- _What is asked_: Below are some entries. Output each one exactly as it appears.
- - -
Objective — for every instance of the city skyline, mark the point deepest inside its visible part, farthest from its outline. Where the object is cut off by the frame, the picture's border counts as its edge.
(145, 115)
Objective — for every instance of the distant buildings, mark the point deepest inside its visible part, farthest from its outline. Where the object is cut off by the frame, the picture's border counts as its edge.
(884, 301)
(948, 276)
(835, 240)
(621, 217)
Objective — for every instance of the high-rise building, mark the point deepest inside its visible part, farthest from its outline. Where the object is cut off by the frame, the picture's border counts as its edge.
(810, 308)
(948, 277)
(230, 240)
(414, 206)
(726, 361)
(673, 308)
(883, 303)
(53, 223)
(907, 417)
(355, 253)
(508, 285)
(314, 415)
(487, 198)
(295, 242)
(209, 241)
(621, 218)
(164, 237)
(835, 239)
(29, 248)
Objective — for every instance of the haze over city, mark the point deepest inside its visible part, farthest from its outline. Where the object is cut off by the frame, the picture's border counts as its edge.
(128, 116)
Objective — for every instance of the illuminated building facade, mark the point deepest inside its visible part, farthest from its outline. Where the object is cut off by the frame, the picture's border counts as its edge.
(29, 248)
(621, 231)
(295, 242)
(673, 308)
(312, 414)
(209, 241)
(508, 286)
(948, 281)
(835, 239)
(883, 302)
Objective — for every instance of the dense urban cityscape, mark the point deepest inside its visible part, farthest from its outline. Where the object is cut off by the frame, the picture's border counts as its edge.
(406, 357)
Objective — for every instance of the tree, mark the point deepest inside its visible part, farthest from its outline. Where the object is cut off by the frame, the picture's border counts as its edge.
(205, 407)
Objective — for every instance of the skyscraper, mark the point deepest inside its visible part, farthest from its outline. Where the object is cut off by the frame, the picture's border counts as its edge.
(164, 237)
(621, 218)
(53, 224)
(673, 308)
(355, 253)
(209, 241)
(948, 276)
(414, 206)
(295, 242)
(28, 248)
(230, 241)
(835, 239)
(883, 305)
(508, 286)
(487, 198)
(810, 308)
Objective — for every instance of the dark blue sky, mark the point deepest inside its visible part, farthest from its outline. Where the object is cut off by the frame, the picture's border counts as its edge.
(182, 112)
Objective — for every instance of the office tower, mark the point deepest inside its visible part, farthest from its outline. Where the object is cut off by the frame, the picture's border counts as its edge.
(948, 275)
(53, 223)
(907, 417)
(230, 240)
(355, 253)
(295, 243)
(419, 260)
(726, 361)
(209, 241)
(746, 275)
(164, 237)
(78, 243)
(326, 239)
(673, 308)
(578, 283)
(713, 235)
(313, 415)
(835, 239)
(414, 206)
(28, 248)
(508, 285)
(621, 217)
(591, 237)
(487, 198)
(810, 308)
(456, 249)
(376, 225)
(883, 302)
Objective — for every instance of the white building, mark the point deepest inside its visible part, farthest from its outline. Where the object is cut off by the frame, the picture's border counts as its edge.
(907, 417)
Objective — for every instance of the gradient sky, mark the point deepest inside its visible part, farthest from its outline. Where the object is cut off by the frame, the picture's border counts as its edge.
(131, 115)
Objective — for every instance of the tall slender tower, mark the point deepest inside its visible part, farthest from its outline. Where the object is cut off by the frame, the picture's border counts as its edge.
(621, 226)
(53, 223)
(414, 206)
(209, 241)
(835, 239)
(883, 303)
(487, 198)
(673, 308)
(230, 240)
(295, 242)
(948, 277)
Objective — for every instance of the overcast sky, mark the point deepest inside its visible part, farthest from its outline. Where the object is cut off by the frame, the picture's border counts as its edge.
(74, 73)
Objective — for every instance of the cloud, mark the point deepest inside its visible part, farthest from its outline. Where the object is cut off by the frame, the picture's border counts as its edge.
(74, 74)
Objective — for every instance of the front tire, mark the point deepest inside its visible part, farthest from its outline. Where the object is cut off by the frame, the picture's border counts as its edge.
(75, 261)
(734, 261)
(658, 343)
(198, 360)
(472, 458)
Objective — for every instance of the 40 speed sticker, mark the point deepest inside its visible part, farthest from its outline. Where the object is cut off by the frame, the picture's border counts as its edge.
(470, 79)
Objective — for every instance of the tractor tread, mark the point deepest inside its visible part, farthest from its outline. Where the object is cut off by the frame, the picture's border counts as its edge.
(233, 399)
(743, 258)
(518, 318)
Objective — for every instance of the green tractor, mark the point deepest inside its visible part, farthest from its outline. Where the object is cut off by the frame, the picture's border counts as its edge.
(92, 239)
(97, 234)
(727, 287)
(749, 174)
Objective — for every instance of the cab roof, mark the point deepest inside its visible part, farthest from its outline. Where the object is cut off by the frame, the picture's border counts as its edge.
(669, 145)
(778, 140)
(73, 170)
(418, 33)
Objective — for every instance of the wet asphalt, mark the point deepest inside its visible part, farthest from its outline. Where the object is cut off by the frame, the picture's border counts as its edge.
- - -
- _Task answer_:
Objective — for every instance of the city skyline, mark the point deepest inside its visible part, farthest from its outline. Where the object is cut off by the frame, the picture's border counts as its edge.
(145, 115)
Objective — for every instance of the distant buildings, mark the point deepest inside its visible part, farthest from its outline. Where the object is cut off by the frame, the picture's border counts as its edge.
(884, 301)
(948, 276)
(835, 240)
(621, 217)
Objective — for every instance of the high-rise building, mark the point deepest inside its visible part, farthest from its outline. Where the object is cut off by the frame, the picture's border counts as its edge.
(810, 308)
(948, 277)
(230, 240)
(414, 206)
(726, 361)
(673, 308)
(883, 303)
(53, 223)
(907, 417)
(355, 253)
(508, 285)
(314, 415)
(487, 198)
(295, 242)
(209, 241)
(621, 218)
(164, 237)
(835, 239)
(29, 248)
Objective — for every instance of the haze over city, mark the point deepest inside its visible part, farthest from its outline. Where the object is cut off by the frame, the picture's border counts as its edge.
(128, 116)
Objective — for every instance of the illuminated building facade, mark the point deepest inside its visible part, farthest from its outline. Where the object is cut off by the frame, the picture's border counts as its edge.
(29, 248)
(621, 231)
(295, 242)
(673, 308)
(312, 414)
(209, 241)
(508, 286)
(948, 281)
(835, 239)
(883, 302)
Objective — for every instance of the dense urban cityscape, mark the point deepest inside its visible part, farthest from its outline. Where the object is cut off by the frame, the picture's border counts as its edge.
(406, 357)
Objective — for every instance of the tree, mark the point deepest inside its visible part, farthest from its outline. Where the object is cut off by the frame, the picture's border counts as its edge.
(205, 407)
Objective — for every instance of the skyscraper, mark the point deepest inside its visible part, farthest from its outline. Where the object is cut off by the frame, the picture's border counts as its edge.
(164, 237)
(621, 218)
(53, 224)
(673, 308)
(355, 253)
(209, 241)
(948, 276)
(414, 206)
(295, 242)
(28, 248)
(230, 241)
(835, 239)
(883, 305)
(508, 286)
(487, 198)
(810, 308)
Objective — for every instance of the dark blue sky, mark the point deepest inside its visible part, farthest from its outline. Where the object is cut off by the frame, the picture's border counts as its edge.
(182, 112)
Objective — for every instance of the office tower, mark the point deepest inside its visible part, farthest from its outline. Where the object is cut off by the frame, the picture's border counts as its edge.
(948, 275)
(53, 223)
(907, 417)
(230, 240)
(355, 253)
(295, 243)
(419, 260)
(726, 361)
(209, 241)
(746, 275)
(164, 237)
(78, 243)
(326, 239)
(673, 308)
(578, 283)
(713, 235)
(313, 415)
(835, 239)
(414, 206)
(28, 248)
(508, 285)
(621, 217)
(591, 237)
(487, 198)
(810, 308)
(456, 249)
(376, 225)
(883, 302)
Objective — for every instance of the white building, mark the point deepest inside its visible part, farthest from its outline. Where the object is cut off by the frame, the picture's border counts as its edge.
(907, 417)
Objective — for every instance of the gradient sky, mark the point deepest inside its visible part, farthest from its outline. Where the object is cut off by the frame, the picture's border counts as its edge.
(131, 115)
Objective — for every instance of the tall slender tower, mark the point deepest inside its visible part, farthest from its outline. Where the object is cut off by the frame, the picture's border counts as its edge.
(621, 226)
(53, 223)
(414, 206)
(209, 241)
(835, 239)
(883, 303)
(487, 198)
(673, 308)
(230, 240)
(295, 242)
(948, 277)
Objective — for every instance of the overcast sky, mark the point deepest inside its visible part, farthest from its outline. Where the object is cut off by the frame, the picture's border counts as its edge.
(74, 73)
Objective — for every instance of the cloud, mark the point deepest inside its visible part, farthest from its outline. Where the object is cut off by the frame, the picture's border counts as its edge.
(74, 74)
Objective — for every instance of the front tire, mark the point deepest inside its visible part, farthest from its outline. Where the object is cut off by the frame, the picture's border counts as its edge.
(75, 261)
(734, 261)
(658, 343)
(198, 360)
(472, 458)
Objective — for every instance of the 40 speed sticker, mark the point deepest inside its visible part, farthest from its outline. Where the object is cut off by the frame, the picture's border counts as its edge.
(470, 79)
Objective — for every instance of the tractor tread, mark the point deepest inside its visible part, farthest from its outline. Where the object is cut off by the frame, the picture's border counts as its edge.
(233, 399)
(743, 258)
(518, 318)
Objective — for every instance of the green tractor, mark the point deepest inside its visible part, farthest from its outline. Where the object is cut off by the frame, the picture's border counts as its edge.
(92, 239)
(97, 234)
(727, 287)
(749, 174)
Objective — for every instance of the cab roof, mark the point deepest inside its visible part, farthest from its outline. Where the object is cut off by the frame, the picture's border counts as its edge.
(669, 145)
(778, 140)
(73, 170)
(418, 33)
Objective — for every instance of the wet asphalt, mark the point deepest inside its visible part, farthest from its outline. Where the object is cut off by the frame, the picture's border counts as its edge.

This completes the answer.